**TASK DETAILS:**
Set down the entries exactly. No line may differ from its source.

== INFORMATION SHOWN ==

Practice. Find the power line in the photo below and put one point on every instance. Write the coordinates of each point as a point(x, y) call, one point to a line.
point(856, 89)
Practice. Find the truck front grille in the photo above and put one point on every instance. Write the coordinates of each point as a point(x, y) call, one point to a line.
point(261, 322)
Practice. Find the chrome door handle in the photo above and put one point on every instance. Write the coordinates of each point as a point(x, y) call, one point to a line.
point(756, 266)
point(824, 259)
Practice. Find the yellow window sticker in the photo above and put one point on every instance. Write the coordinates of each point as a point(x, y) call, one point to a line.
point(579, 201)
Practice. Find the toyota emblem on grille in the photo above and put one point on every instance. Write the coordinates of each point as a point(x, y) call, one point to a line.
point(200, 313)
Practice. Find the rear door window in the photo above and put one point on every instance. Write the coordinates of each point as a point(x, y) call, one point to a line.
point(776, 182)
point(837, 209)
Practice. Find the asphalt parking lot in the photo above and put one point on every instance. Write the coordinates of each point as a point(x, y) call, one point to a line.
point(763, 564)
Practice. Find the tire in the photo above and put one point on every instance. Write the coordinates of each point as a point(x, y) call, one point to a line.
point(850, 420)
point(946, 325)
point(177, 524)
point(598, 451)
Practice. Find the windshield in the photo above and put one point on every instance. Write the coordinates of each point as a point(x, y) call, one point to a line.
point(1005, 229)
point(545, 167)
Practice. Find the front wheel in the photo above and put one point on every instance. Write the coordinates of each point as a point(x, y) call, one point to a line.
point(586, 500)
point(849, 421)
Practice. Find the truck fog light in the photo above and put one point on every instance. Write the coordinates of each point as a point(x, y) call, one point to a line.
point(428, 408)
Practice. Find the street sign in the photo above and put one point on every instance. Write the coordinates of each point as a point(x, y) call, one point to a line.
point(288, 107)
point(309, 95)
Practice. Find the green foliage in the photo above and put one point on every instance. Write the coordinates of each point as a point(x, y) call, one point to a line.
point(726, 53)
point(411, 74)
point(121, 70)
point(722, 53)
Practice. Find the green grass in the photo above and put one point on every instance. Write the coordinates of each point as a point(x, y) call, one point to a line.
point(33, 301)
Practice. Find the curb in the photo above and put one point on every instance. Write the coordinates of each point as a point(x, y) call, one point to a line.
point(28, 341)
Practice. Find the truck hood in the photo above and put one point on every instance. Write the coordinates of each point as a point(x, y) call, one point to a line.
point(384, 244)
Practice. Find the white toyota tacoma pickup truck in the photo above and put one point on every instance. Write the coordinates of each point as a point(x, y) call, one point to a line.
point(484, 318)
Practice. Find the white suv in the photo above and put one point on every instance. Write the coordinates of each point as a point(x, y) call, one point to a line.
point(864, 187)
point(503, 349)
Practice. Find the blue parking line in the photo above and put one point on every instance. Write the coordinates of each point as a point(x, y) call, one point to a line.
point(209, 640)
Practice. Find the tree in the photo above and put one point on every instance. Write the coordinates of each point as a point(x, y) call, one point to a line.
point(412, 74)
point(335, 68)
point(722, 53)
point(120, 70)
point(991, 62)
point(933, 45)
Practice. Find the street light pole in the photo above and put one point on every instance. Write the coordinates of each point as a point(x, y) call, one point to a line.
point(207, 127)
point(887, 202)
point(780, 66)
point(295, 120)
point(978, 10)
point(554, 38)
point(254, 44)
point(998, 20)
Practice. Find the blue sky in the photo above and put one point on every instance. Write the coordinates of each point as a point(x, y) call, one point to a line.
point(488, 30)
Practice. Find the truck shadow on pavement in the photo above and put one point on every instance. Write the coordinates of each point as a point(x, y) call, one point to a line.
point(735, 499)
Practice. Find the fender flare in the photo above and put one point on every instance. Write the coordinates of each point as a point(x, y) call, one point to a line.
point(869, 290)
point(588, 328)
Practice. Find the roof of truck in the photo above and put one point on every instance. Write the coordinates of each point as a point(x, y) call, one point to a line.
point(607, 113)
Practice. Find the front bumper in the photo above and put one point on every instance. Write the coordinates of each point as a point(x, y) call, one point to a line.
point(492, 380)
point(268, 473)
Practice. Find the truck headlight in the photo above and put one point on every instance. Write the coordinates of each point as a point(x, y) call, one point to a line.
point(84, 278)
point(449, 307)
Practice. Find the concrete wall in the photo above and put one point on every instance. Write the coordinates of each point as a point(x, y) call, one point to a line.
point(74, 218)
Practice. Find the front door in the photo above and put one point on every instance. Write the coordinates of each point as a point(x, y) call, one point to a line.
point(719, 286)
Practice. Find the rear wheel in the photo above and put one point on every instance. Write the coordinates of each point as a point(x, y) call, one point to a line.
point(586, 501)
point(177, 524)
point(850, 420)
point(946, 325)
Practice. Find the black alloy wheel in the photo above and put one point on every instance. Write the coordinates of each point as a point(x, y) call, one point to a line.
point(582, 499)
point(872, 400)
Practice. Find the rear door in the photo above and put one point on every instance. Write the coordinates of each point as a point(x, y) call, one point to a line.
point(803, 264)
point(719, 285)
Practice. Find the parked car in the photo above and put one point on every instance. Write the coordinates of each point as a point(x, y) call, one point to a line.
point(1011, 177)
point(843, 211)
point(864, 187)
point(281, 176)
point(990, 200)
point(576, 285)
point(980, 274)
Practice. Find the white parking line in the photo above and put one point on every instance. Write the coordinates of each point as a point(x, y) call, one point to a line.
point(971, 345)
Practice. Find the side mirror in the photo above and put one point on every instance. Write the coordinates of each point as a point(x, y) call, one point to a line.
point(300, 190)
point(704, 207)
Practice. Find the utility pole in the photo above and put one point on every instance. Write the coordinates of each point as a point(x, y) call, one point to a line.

===

**EXERCISE ANSWER:**
Practice. Find the power line in the photo below and put one point on every instance. Write the coordinates of each point as a point(x, y) call, one point to a line.
point(856, 89)
Practice. Find the truck front grille in the photo above and put one point on every instance. Write the coordinates of each point as a point(x, y) call, one point to a line.
point(261, 322)
Practice. Find the chrome door handle in the photo above and put one point on every instance. Write the coordinates of each point as a point(x, y) call, one point to a line.
point(756, 266)
point(824, 259)
Practice. Find the yellow window sticker in the photo above and put one point on every instance. Write the coordinates of each point as a point(x, y) call, one point to a line.
point(579, 201)
Practice. Find the toyota emblem on grille in the photo above and put one point on every instance. Write the coordinates of each point as a point(x, y) call, one point to a line.
point(200, 313)
Practice. Find the rear door window in the photo above and put one point on every instance. Write the coordinates of each point as a point(x, y) call, one point to a line.
point(776, 182)
point(837, 209)
Practice. Find the asphalt parking lot in the photo above and put one point on every instance. Write the coordinates of each point as a point(x, y) call, one point to a line.
point(763, 564)
Practice. Find the tire in the photo above and put one point on every instance. Write the coordinates of each point as a point(x, y) call, one point to a line.
point(850, 420)
point(946, 325)
point(177, 524)
point(598, 451)
Practice. Find the windshield in the photo above and put one point on every instance. Write the coordinates of each point as a point(x, y) call, one point to a line.
point(1005, 229)
point(545, 167)
Practice. Find the front wheel in the photo above and put one point on every instance. Write the coordinates of each point as a point(x, y) call, one point to a line.
point(586, 500)
point(849, 421)
Practice. Find the truck fog light in the photo above and put one point on every instance. Write the coordinates of each point as a point(x, y) call, one point to a line.
point(428, 408)
Practice. Find the street sign in the photo above and put one point on every instance. Write the coordinates of each point as a point(x, y) call, one point to a line.
point(288, 107)
point(309, 95)
Practice. Find the green foliage in the photo above and put one point on every instance. Write the coordinates of each point as a point(x, y) call, one point to a line.
point(726, 53)
point(411, 74)
point(121, 70)
point(722, 53)
Practice. Find the green grass in the photo above and put one point on every instance. Write the coordinates of each point as a point(x, y) call, one point to a line.
point(33, 301)
Practice. Find the curb in the photo above and put one point on every instance. Write the coordinates of each point as a point(x, y) call, one point to a line.
point(28, 341)
Practice. Find the truck hood in the photo above and put one point on every instance. Write the coordinates of each point as a point(x, y) call, one point to a line.
point(384, 244)
Practice. Find the white toyota tacoma pickup truck in the photo above and put one point on every instance. Write the coordinates of each point as a point(x, y) call, one point to a line.
point(484, 318)
Practice. Find the white suv in the photo above and put one point on every instance. Write the coordinates of each point as a point(x, y) call, one point to a line.
point(864, 187)
point(503, 349)
Practice. Find the blue parking line in the photo above and put one point on every instance. Write the coordinates of each point as a point(x, y) call, one point to a line.
point(209, 640)
Practice. Find the tree in the photo above and put one point on every instance. Write the coordinates of each point as a point(x, y) call, one point to a line.
point(412, 74)
point(335, 68)
point(722, 53)
point(120, 70)
point(991, 62)
point(933, 45)
Practice. Find the street light pole in the photo above and put one point on every instance. Write the coordinates of each point as a point(x, y) call, one point to a line.
point(207, 127)
point(887, 202)
point(780, 66)
point(295, 120)
point(978, 10)
point(554, 38)
point(254, 44)
point(998, 20)
Practice. Find the blue sky in the photo above and put one point on every instance. Write the coordinates of each point as a point(x, y) call, one point to a line.
point(488, 30)
Practice. Find the truck shadow on pavement in the photo above and put one point on every instance. Write the coordinates of each point as a point(x, y) call, one point to a line.
point(735, 499)
Practice. Find the fender flare in the photo above and put one point on every instance. Write the coordinates of each point as a point(x, y) call, one point to a line.
point(869, 290)
point(588, 328)
Practice. Find the roof of truck in the photo above and put one point on every instance. Write the coordinates of each point as a point(x, y) call, one point to a line.
point(607, 113)
Practice. Find the front bumper in the photo above and put one point on every instance. Write the coordinates of each point as a point(x, y) call, one point to a line.
point(492, 380)
point(268, 473)
Practice. Find the truck headlight in the photo above and put one point on every instance. Write the coordinates of each point as a point(x, y) call, one point to a line.
point(84, 278)
point(449, 307)
Practice. Find the concrete wall in the photo above and put one point on every instance. Write the coordinates of each point as a point(x, y) call, one point to a line.
point(74, 218)
Practice. Find the front door in the photo above and put one point on every instance. Write the coordinates of each point as a point(x, y) call, one point to a line.
point(719, 286)
Practice. Find the rear wheel in the photo above and put one point on every instance. Write the coordinates of each point as a point(x, y) call, one point to a line.
point(586, 501)
point(177, 524)
point(850, 420)
point(946, 325)
Practice. Find the black alloy wheel in the photo above and put one point on every instance. Write the coordinates of each point as a point(x, y) call, one point to a line.
point(582, 499)
point(872, 400)
Practice. Find the rear door in the photo above and put one point on every instance. Write the coordinates of each point as a point(x, y) call, one point to a line.
point(803, 264)
point(719, 285)
Practice. Find the parked car in the photo above and put one point on every instance. Write the coordinates of each point as a point(x, y) call, one point to a line.
point(1011, 177)
point(843, 211)
point(864, 187)
point(281, 176)
point(990, 200)
point(576, 285)
point(980, 274)
Practice. Find the white parking line in the photo above and put one point on every instance. Write the coordinates of each point as a point(x, y) call, one point to a line.
point(971, 345)
Practice. Find the side mirror in the photo above and put one point on every instance. Write the coordinates of each point as a point(x, y) call, one point to a line.
point(300, 190)
point(704, 207)
Practice. Find the utility pole in the photo above and put one point on every instance. Write the coordinates of each point as a point(x, y) call, one point to a line.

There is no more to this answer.